▶ _Work required_
Reproduce the listing that follows with no differences at all.
Start of Information provided
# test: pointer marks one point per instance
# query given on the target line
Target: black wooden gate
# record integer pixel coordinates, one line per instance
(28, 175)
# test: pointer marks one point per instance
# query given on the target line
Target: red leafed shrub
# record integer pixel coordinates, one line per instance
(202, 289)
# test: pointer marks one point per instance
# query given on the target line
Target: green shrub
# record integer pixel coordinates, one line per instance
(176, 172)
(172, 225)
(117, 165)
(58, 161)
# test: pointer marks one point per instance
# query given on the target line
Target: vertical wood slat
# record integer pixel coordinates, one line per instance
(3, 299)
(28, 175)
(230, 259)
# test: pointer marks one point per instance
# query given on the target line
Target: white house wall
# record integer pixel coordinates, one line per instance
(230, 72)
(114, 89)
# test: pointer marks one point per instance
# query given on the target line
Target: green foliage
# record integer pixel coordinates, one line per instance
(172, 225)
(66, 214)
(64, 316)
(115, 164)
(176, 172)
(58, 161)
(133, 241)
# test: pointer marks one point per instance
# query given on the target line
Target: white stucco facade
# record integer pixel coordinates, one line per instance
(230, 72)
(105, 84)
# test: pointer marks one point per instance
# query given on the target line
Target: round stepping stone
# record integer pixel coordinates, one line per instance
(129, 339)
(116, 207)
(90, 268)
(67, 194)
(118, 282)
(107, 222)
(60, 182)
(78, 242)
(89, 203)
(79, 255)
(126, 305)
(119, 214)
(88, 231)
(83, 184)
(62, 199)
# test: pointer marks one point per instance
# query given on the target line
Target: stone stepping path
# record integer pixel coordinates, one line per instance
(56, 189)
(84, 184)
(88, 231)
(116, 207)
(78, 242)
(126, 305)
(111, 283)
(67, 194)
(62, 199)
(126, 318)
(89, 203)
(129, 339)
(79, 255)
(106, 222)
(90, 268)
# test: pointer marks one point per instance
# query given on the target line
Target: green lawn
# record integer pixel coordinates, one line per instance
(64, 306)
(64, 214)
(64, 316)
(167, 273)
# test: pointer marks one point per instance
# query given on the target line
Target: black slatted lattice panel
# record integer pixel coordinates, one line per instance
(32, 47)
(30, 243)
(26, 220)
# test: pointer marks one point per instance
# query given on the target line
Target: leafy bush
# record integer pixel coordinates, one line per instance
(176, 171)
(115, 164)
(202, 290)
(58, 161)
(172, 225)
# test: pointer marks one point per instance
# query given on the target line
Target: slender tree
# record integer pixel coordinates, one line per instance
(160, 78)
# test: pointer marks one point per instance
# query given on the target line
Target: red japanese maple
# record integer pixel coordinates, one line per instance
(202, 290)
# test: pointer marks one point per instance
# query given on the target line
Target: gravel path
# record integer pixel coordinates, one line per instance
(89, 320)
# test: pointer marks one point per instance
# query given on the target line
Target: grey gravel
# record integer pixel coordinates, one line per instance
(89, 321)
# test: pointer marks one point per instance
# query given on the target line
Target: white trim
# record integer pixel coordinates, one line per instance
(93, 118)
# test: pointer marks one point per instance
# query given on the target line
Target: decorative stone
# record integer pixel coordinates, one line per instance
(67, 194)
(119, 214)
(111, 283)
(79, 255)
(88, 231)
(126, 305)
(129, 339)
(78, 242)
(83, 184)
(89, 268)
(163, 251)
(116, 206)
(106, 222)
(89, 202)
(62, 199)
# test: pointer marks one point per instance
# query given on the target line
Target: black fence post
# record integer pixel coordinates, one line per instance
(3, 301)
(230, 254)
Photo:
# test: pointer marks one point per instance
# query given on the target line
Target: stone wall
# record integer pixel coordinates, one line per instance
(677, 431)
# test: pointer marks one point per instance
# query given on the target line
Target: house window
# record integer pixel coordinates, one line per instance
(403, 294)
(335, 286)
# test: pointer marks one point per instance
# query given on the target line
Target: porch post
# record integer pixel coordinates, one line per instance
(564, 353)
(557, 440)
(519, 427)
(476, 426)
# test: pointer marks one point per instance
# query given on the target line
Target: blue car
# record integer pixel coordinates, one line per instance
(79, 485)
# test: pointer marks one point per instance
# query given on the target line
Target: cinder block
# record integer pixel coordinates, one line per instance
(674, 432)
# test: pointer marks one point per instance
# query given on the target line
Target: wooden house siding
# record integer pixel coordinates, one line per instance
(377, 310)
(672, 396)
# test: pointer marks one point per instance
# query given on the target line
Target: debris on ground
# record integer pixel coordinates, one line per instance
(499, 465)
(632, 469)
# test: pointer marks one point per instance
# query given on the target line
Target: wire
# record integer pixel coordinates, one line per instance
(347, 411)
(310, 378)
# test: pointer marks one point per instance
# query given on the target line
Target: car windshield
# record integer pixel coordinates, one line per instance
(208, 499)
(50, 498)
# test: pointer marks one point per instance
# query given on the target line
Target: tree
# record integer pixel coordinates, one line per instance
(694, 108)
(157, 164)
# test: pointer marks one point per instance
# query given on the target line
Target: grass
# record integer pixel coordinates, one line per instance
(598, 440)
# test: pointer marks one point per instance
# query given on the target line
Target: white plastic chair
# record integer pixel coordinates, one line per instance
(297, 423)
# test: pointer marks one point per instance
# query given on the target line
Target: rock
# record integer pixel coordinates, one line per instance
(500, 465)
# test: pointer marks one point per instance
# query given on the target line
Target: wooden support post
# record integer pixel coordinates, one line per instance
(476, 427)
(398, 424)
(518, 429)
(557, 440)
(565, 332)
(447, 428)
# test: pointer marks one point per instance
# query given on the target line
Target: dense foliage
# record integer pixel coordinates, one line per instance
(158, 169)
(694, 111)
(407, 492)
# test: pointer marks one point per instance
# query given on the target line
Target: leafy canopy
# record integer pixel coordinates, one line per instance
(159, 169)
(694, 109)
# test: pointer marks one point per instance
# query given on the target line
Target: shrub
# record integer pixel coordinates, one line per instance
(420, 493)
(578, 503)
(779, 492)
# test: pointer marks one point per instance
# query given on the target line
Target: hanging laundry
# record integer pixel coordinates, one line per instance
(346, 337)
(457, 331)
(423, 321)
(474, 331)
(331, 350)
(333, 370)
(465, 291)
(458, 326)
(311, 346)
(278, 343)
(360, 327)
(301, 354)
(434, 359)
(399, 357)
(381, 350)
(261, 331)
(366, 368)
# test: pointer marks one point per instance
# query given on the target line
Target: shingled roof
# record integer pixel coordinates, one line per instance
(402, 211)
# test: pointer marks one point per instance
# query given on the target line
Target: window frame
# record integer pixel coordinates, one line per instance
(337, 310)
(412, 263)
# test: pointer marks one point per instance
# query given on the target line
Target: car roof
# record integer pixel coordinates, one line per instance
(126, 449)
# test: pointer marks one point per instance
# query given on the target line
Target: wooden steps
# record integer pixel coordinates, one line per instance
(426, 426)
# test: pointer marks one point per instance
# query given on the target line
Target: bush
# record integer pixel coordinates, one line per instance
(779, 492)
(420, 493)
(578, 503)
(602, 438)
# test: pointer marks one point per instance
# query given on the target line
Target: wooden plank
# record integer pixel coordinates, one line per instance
End of Information provided
▶ _Answer below_
# test: pointer marks one point per instance
# query given on the target line
Target: black wooden gate
# record integer pixel coordinates, one line per instance
(28, 175)
# test: pointer marks one point per instance
# query given on the target line
Target: red leafed shrub
# record integer pixel coordinates, one line per instance
(202, 289)
# test: pointer marks one point per instance
# query given on the target line
Target: green shrub
# record integer pixel coordinates, one line per instance
(176, 172)
(172, 225)
(117, 165)
(58, 161)
# test: pointer marks one point per instance
# query given on the target line
Target: vertical wood slat
# record integer pixel coordinates, one line per instance
(3, 299)
(28, 175)
(230, 259)
# test: pointer marks one point per instance
# query given on the target line
Target: white house wall
# record integer pixel coordinates, one line per instance
(230, 72)
(114, 89)
# test: pointer marks one point per instance
# query given on the target line
Target: green foliage
# record integer pixel coordinates, one line per instance
(172, 225)
(66, 214)
(64, 316)
(115, 164)
(176, 172)
(58, 161)
(133, 241)
# test: pointer marks one point per instance
# query given on the target line
Target: white stucco facade
# record integer pixel coordinates, one line per instance
(230, 72)
(105, 84)
# test: pointer marks one point per instance
# query given on the target line
Target: round stepping stone
# record integer pixel coordinates, one line per instance
(129, 339)
(116, 207)
(90, 268)
(67, 194)
(118, 282)
(107, 222)
(60, 182)
(78, 242)
(89, 203)
(79, 255)
(126, 305)
(119, 214)
(88, 231)
(83, 184)
(62, 199)
# test: pointer marks one point per instance
# query given on the target line
Target: stone stepping path
# record integer pixel coordinates, one line per instance
(56, 189)
(84, 184)
(88, 231)
(116, 207)
(78, 242)
(126, 305)
(111, 283)
(67, 194)
(62, 199)
(126, 318)
(89, 203)
(129, 339)
(79, 255)
(106, 222)
(90, 268)
# test: pointer marks one point per instance
# query given on the target line
Target: green lawn
# record integer pixel coordinates, one line per instance
(64, 306)
(64, 214)
(64, 316)
(167, 273)
# test: pointer marks one point per instance
# query given on the target line
Target: black slatted lattice panel
# record integer pixel coordinates, one line per instance
(32, 47)
(30, 243)
(26, 220)
# test: pointer marks one point per instance
# query given on the target line
Target: leafy bush
# record integer pixel coordinates, one line per instance
(176, 171)
(115, 164)
(202, 290)
(58, 161)
(172, 225)
# test: pointer marks one point per instance
# query given on the target line
Target: slender tree
# record integer pixel coordinates, one line per instance
(160, 78)
# test: pointer marks one point per instance
# query given on the target line
Target: red japanese maple
# record integer pixel coordinates, one line per instance
(202, 290)
# test: pointer marks one point per instance
# query given on the target line
Target: gravel path
# record integer pixel coordinates, one line per instance
(89, 320)
# test: pointer marks one point per instance
# query given on the target line
Target: grey gravel
# record integer pixel coordinates, one line per instance
(89, 321)
# test: pointer marks one point per instance
# query given on the target line
Target: white trim
# record integer pixel coordinates, one line per instance
(93, 118)
# test: pointer marks one point per instance
# query given on the target line
Target: decorative stone
# record integer pixel coordinates, one line per instance
(67, 194)
(119, 214)
(111, 283)
(79, 255)
(88, 231)
(126, 305)
(129, 339)
(78, 242)
(83, 184)
(89, 268)
(163, 251)
(116, 206)
(106, 222)
(89, 202)
(62, 199)
# test: pointer marks one point per instance
# query given on the target line
Target: black fence post
# record integer pixel coordinates, one line per instance
(3, 301)
(230, 254)
Photo:
# test: pointer marks one point per instance
# query given on the target line
Target: stone wall
# record integer pixel coordinates, one line per instance
(677, 431)
# test: pointer marks one point per instance
# query given on the target line
Target: house window
# record integer pixel coordinates, one line per instance
(403, 294)
(335, 286)
# test: pointer marks one point per instance
# query given on the target line
Target: porch post
# record integer pixel coordinates, one line per instance
(564, 353)
(557, 440)
(519, 427)
(476, 426)
# test: pointer marks one point per instance
# query given on the target line
Target: blue car
# record integer pixel coordinates, one line per instance
(79, 485)
# test: pointer marks one point per instance
# query given on the target line
Target: cinder block
# record integer pixel coordinates, one line per instance
(674, 432)
# test: pointer marks one point per instance
# query given on the target line
Target: wooden house siding
# record integer pixel coordinates, one line per instance
(377, 310)
(672, 396)
# test: pointer marks one point per instance
# query given on the target line
Target: debris on ground
# record integer pixel coordinates, one line per instance
(499, 465)
(632, 469)
# test: pointer marks one point per instance
# query given on the target line
Target: wire
# record integer pixel coordinates, one line per instance
(347, 411)
(310, 378)
# test: pointer marks one point per instance
# query given on the target line
Target: car windshield
# record integer pixel coordinates, one line per instance
(208, 499)
(50, 498)
# test: pointer marks one point per instance
# query given on the target line
Target: tree
# record integer pixel coordinates, one line per instance
(694, 108)
(157, 164)
# test: pointer marks one point per instance
# query given on the target line
Target: grass
# record integer pixel coordinates, one line per instance
(598, 440)
# test: pointer marks one point per instance
# query given on the target line
Target: white plastic chair
# record integer pixel coordinates, one line per instance
(297, 423)
# test: pointer marks one point per instance
# query given on the target line
Target: rock
# record integer pixel coordinates, one line per instance
(500, 465)
# test: pointer marks one point per instance
# query given on the target line
Target: wooden support post
# record integer pixel coordinates, one line per instance
(476, 427)
(398, 424)
(518, 429)
(557, 440)
(565, 332)
(447, 428)
# test: pointer marks one point per instance
# query given on the target line
Target: dense foliage
# record integer pixel coordinates, one line per instance
(158, 169)
(694, 111)
(407, 492)
# test: pointer marks one point per instance
# query given on the target line
Target: leafy canopy
# record integer pixel coordinates, one line per instance
(159, 169)
(694, 109)
# test: pointer marks one point per instance
# query given on the target line
Target: shrub
# record integer pixel coordinates, one line per instance
(420, 493)
(578, 503)
(779, 492)
# test: pointer marks one point per instance
# query given on the target line
Target: hanging laundry
# record integer pixel coordinates, one line per instance
(346, 337)
(457, 331)
(423, 321)
(474, 331)
(331, 350)
(333, 370)
(465, 291)
(458, 326)
(311, 346)
(278, 343)
(360, 327)
(301, 354)
(434, 359)
(399, 357)
(381, 350)
(261, 331)
(366, 368)
# test: pointer marks one point per instance
# query given on the target line
Target: shingled roof
# record integer pixel coordinates, one line per instance
(402, 211)
# test: pointer marks one point per instance
# query given on the target line
Target: window frame
# record integer pixel coordinates, one line per instance
(337, 310)
(412, 263)
# test: pointer marks one point per instance
# query given on the target line
Target: car roof
# record integer pixel coordinates, one line per instance
(126, 449)
# test: pointer marks one point per instance
# query given on the target line
Target: wooden steps
# record integer pixel coordinates, one line per instance
(426, 426)
# test: pointer marks one point per instance
# query given on the target line
Target: bush
# record integer pixel coordinates, one line per instance
(779, 492)
(420, 493)
(578, 503)
(602, 438)
# test: pointer marks one point per instance
# query given on the target line
Target: wooden plank
# record integer pixel coordinates, one line per instance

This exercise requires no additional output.